AUSGANGSTEXT -
DDR von A-Z, Band 1985

Erziehung zu bewußter Disziplin (1985)

 

 

Siehe auch die Jahre 1975 1979


 

Ein wesentliches Merkmal der für die Gestaltung und Sicherung der [S. 367]sozialistischen Gesellschaftsordnung erforderlichen sozialistischen Persönlichkeit und ein sichtbarer Ausdruck ihres „sozialistischen Bewußtseins“ (Bewußtsein, Gesellschaftliches; Politisch-Ideologische bzw. Staatsbürgerliche ➝Erziehung; Staatsbewußtsein, Sozialistisches) soll das bewußt-disziplinierte Verhalten in allen gesellschaftlichen Bereichen, besonders aber beim Arbeiten, Lernen und militärischen Dienst sein. Alle für die Bildung und Erziehung verbindlichen Gesetze und Bestimmungen fordern daher die zielstrebige, systematische und permanente Erziehung der Kinder, Jugendlichen und Erwachsenen zur bewußten Disziplin, d.h. zur Fähigkeit und Bereitschaft, ihr Verhalten entsprechend den Normen der sozialistischen Gesellschaft aktiv und selbständig aus innerem Antrieb zu steuern. Da der Produktionsprozeß infolge der Wissenschaftlich-technischen Revolution (WTR) immer komplizierter wird und in ihm immer wertvollere Maschinen und Anlagen benutzt werden, müssen die Arbeitskräfte nicht nur über eine hochqualifizierte fachliche Ausbildung, sondern sollen auch — und das gilt auch schon für die Lehrlinge und für die Schüler während der produktiven Arbeit im Rahmen des polytechnischen Unterrichts — über die Fähigkeit und Bereitschaft zu Selbststeuerung und Selbstkontrolle im Arbeitsprozeß verfügen, d.h. bewußte Arbeitsdisziplin üben, die vor allem in der gewissenhaften, ordnungs- und fristgemäßen Erfüllung der gestellten Arbeitsaufgaben sowie in der sorgsamen und ökonomischen Verwendung von Maschinen, Material und Arbeitszeit zum Ausdruck kommt.

AUFGABE A - Schreibe aus den Datensätzen die Zeilen wörtlich ab, beginnend mit der Zeile, die „Where in this drawing can the gnarled“ enthält, und endend mit dem Schluss der Datensätze; die erste und die letzte Zeile gehören dazu.

GESPEICHERTE DATENSÄTZE -
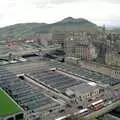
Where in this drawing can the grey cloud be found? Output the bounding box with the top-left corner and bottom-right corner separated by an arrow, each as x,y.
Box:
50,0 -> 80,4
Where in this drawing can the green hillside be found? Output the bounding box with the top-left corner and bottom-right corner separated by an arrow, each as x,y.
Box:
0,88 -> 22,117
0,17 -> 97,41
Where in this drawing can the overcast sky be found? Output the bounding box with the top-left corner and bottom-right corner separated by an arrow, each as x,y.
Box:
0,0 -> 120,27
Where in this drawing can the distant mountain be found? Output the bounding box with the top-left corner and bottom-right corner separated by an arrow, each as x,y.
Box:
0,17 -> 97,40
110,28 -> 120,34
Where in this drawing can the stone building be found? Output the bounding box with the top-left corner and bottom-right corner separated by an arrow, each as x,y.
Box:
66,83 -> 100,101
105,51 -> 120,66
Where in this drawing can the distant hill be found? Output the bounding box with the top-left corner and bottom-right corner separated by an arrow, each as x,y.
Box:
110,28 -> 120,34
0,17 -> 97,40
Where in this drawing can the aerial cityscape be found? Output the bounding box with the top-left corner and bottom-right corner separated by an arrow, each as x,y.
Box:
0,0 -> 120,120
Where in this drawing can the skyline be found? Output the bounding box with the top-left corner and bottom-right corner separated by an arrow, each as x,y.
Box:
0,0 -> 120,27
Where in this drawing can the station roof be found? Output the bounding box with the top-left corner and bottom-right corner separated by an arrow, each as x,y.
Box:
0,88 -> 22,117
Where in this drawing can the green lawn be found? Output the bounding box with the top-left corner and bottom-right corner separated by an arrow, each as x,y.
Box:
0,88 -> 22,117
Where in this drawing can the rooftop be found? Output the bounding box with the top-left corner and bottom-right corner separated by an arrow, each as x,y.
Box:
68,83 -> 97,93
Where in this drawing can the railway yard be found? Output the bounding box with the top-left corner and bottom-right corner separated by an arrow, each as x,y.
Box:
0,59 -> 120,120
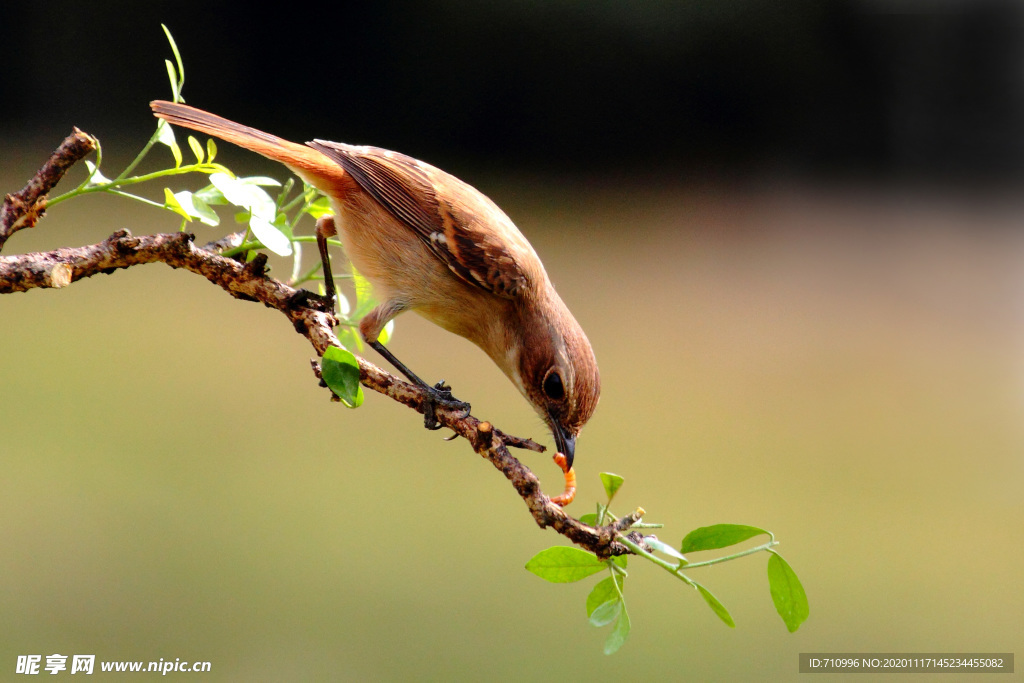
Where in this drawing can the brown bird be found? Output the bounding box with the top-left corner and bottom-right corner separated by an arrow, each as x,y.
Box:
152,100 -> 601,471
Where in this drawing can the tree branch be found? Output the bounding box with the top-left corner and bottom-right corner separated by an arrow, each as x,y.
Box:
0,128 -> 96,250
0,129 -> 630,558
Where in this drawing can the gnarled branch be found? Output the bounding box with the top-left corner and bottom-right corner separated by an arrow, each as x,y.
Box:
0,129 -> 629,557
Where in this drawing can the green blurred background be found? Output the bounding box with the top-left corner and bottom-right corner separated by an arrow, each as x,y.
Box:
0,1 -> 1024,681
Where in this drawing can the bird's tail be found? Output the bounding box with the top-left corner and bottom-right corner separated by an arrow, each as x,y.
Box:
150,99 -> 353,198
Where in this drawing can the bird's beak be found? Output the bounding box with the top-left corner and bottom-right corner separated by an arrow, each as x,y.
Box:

AUFGABE B - Führe den Text über die Erziehung zu bewusster Disziplin in der DDR im Anschluss an seinen letzten Satz weiter.

ANTWORT A -
Where in this drawing can the gnarled branch be found? Output the bounding box with the top-left corner and bottom-right corner separated by an arrow, each as x,y.
Box:
0,129 -> 629,557
Where in this drawing can the green blurred background be found? Output the bounding box with the top-left corner and bottom-right corner separated by an arrow, each as x,y.
Box:
0,1 -> 1024,681
Where in this drawing can the bird's tail be found? Output the bounding box with the top-left corner and bottom-right corner separated by an arrow, each as x,y.
Box:
150,99 -> 353,198
Where in this drawing can the bird's beak be found? Output the bounding box with the top-left corner and bottom-right corner separated by an arrow, each as x,y.
Box:

ANTWORT B -
 

Auch die EzbD. in der Schule soll über die strikte Unterordnung unter Schulordnung und Lehrkräfte hinaus eine „aktive und schöpferische Haltung den gesellschaftlichen Normen gegenüber“ eine bewußte Schuldisziplin beinhalten. Dies führt allerdings auch dazu, daß sich vor allem die älteren Schüler manchmal „aktiv, schöpferisch und bewußt“ mit den geltenden Verhaltensregeln auseinandersetzen. Dies wird jedoch nur so weit zugelassen, wie sich diese Auseinandersetzung im Rahmen der normativen Grundlinien hält. Mit der EzbD. soll also die Spannung zwischen der Erziehung zu selbständigem und kreativem Denken und Handeln einerseits und der Erziehung zu strikter Einhaltung der politisch-ideologischen Normen andererseits dialektisch aufgehoben werden. Dies gelingt jedoch — wie zahlreiche Klagen von Lehrern und Erziehern erkennen lassen —, zumindest nicht in dem gewünschten Maße, so daß das gezeigte disziplinierte Verhalten hauptsächlich der Ausdruck einer (meist wohl kalkulierten) Anpassung sein dürfte.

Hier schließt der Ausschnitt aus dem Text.